## WHAT TO DO
**A.** Which poem titles does the text on the poet Bartlett name?
**B.** Do these statements agree with the text on the poet Bartlett? (i) "Listening on the Back Steps" opens The Afterlife of Trees. (ii) Robert Gibbs is named as one of Bartlett's students. (iii) In "Among the Rows at 7 p.m.," the speaker buries both hands in strawberry leaves. Answer yes or no for each and quote the text's deciding words.
**C.** Carry on the text about the poet Bartlett from its final line.

======== TEXT EXCERPT

For a much more detailed biography of Bartlett, see his New Brunswick Literary Encyclopedia entry.

Why Should We Read and Study Bartlett?

  • Bartlett has the rare ability to delight. He takes readers to places that are familiar, even common, but re-familiarizes those places with imagery that is fresh and unusual. In “Listening on the Back Steps,” the opening poem in The Afterlife of Trees, he even admits to startling himself with language:

    You’re glad when one word from your keyboard
    startles you. Some days even more than that
    works out, then you stand back
                                        to see what you’ve made:
    a box for small births, wings fluttering
    under the roof. So you’ve managed to offer
    some grubs, and a home of waterproof wood. (3)

    Readers leave his poems with renewed sight. His ways of achieving this are simple enough to see, but very difficult to execute, for, like Robert Gibbs, one of his literary mentors, he turns the everyday into the transcendent. To read him is to be revivified by language and to inhabit in a very rich tapestry of metaphor and imagery.

Literature & Analysis

“This Bridge is No Bridge”

pollen sinks through air onto water,
the stream so shallow
submerged branches could be shadows
of hackmatack reflections
where patterns match patterns:
                        this bridge is no bridge
but a flowering over a flowing, hawkweed
and vetch sprawling where ruts
once filled with rain          dead lichen
blows off the railing, which has
warped and warped again,
nail-holes pinched in

the forest loses in itself
eggs, excrement, antlers
though we found something
where trees are so close
we could climb two at a time:
                        among choked roots we found
the dry ball of bones
an owl had burped up,
many histories locked together

in this light we see
secondhand           we see
the dozen dances
but not the dancers:
                        not water-striders
but water-strider shadows
flick and sway
across the white underwater sand

“Among the Rows at 7 p.m.”

I bury my hands in rhubarb leaves
and pull supper into a bowl.

“Created from clods”
rises to my tongue, words

rich enough to plant.
Kneeling in half light I touch

tangled roots and weeds,
worms multiplied by a spade,

bones of forgotten horses.

================
======== GIVEN INFORMATION

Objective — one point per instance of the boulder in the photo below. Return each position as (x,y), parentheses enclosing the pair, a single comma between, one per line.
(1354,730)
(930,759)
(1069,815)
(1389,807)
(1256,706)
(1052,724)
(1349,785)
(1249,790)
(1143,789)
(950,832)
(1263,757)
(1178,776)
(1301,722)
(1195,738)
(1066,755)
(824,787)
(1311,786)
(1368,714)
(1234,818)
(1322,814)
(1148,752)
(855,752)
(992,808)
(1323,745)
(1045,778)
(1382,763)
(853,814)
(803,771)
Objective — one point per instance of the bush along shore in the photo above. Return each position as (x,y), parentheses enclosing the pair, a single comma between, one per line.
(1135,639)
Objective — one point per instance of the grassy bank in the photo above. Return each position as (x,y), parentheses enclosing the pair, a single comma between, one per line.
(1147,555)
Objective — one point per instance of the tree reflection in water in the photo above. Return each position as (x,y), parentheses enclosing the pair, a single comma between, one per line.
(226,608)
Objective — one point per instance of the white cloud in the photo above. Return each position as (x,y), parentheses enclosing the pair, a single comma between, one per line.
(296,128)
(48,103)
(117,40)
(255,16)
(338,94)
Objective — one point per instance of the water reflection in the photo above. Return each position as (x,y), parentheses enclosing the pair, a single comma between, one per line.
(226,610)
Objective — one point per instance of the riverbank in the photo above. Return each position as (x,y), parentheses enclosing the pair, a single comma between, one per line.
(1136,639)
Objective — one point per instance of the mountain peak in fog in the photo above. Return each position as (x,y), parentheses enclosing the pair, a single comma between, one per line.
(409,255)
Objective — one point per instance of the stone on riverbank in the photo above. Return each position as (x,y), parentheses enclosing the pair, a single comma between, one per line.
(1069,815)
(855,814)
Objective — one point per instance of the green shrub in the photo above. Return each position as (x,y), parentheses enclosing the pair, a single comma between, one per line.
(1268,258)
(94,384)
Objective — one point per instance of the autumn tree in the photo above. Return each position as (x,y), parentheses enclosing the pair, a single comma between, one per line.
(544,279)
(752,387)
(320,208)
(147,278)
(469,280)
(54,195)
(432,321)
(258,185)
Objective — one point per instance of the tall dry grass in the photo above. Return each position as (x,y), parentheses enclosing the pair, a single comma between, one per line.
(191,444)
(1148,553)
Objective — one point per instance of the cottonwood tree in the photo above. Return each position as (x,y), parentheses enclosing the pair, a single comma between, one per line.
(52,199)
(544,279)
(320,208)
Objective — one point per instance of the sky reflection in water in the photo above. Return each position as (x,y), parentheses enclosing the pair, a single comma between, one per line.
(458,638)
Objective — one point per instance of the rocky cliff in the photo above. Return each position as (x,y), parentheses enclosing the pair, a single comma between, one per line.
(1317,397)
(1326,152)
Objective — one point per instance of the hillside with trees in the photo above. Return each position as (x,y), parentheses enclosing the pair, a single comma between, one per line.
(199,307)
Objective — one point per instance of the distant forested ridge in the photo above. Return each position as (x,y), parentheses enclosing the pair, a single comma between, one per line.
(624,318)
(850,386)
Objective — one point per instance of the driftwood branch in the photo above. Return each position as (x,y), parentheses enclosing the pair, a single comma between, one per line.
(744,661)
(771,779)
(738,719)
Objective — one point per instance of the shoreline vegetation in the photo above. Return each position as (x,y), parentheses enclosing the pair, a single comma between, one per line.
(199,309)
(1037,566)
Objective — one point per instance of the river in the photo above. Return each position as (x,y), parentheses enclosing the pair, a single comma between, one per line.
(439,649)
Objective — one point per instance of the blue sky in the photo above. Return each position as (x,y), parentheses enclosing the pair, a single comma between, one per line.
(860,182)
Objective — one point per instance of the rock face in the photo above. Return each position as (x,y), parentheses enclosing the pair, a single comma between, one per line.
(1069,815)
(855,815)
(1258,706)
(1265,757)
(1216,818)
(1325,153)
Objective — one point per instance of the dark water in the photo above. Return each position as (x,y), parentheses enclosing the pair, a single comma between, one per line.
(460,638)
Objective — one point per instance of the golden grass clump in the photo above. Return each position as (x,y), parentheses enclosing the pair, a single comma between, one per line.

================

## OUTPUTS
**A.** "Listening on the Back Steps," "This Bridge is No Bridge," and "Among the Rows at 7 p.m."

**B.**
(i) Yes: "the opening poem in The Afterlife of Trees"
(ii) No: "one of his literary mentors"
(iii) No: "I bury my hands in rhubarb leaves"

**C.**
But the first fathers and mothers

digging the first gardens
rose from neither clods nor dust,

says the scrawl on the back
of a beetle on my wrist.

A brawny dark god
shot arrows into ash trees,

and our ancestors stepped out of the bark.

Analysis of  “This Bridge is No Bridge” and “Among the Rows at 7 p.m.”

These early poems showcase Bartlett’s interests and his skills. The first poem, from his 1972 chapbook Brother’s Insomnia, has an almost magical quality to its opening, the line “pollen sinks through air onto water” ushering the reader into what is enchanting and mystical. From there, the poem catalogues the unexpected – the absorbed, the overlooked, the “many histories locked together” – the poet implying that the sum of those minutiae underscores attentiveness. The poem, then, calls attention to a fundamental disconnect between how we look and what we see. We see “the dozen dances / but not the dancers,” meaning that we see “secondhand,” like Plato’s cave dwellers, mistaking shadows for objects and basing our epistemology (our knowledge) on that false and limited sight. The poem, of course, does not say that explicitly, but it underlines attentiveness by modelling what attentiveness brings. It brings us into a new relationship with all that is around us – and, as the Tantramar poets also revealed, it provides entrances to new ways of understanding and interacting with the material world, seen and unseen.

“Among the Rows at 7 p.m.,” from Planet Harbor (1989), shows evidence of one such entrance. “Kneeling in half light” in his garden, the poem’s speaker “bur[ies] hands in rhubarb leaves,” touching “tangled roots and weeds, / worms multiplied by a spade, / bones of forgotten horses.” His is no ordinary garden, even if it is ordinary. It is, as he imagines and enlivens it, the first garden, a garden akin to the Garden of Eden where God created Adam from clods in the earth. Seeing, then, is not just done with the eyes (as in “This Bridge is No Bridge”) but also with the mind and hands, which, when attentive, are able to see and reach beyond the familiar. When attentive, mind and hands open themselves to a new authority: the authority of “the scrawl on the back / of a beetle on my wrist.”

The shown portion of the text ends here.